GIVEN DATA:

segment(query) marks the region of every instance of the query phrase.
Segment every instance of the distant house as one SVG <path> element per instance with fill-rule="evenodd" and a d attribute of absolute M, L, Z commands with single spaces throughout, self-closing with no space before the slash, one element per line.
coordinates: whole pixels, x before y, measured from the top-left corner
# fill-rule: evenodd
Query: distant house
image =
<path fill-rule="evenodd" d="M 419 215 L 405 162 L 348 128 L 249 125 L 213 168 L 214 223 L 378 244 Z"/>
--
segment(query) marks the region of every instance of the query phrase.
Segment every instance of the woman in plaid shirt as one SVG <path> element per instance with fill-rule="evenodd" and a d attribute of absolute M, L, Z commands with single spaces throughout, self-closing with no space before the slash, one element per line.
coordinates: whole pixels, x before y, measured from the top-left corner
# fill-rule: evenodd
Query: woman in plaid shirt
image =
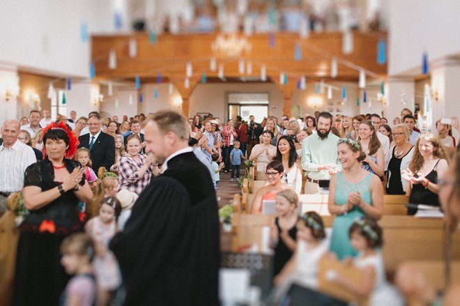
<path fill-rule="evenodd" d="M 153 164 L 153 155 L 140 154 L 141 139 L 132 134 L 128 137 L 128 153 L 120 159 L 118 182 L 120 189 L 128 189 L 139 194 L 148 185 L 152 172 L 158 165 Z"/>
---
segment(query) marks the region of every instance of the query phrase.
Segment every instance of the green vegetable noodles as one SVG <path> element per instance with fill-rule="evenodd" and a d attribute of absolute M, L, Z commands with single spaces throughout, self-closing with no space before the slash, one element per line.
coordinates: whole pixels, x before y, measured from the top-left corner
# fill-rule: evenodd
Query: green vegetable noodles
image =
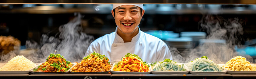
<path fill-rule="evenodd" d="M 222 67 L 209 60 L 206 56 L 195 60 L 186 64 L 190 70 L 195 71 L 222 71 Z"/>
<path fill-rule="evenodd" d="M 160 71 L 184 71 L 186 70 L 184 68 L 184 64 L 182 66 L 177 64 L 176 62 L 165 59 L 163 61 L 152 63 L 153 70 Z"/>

WHAT IS NEEDED:
Pick out every line of the records above that contains the word "house" and copy each such line. Case counts.

REPLY TO THE EXERCISE:
Segment every instance of the distant house as one SVG <path> element per instance with fill-rule="evenodd" and a d attribute of absolute M, L, Z commands with single spaces throughout, self-closing with no space before the slash, one element per line.
Query: distant house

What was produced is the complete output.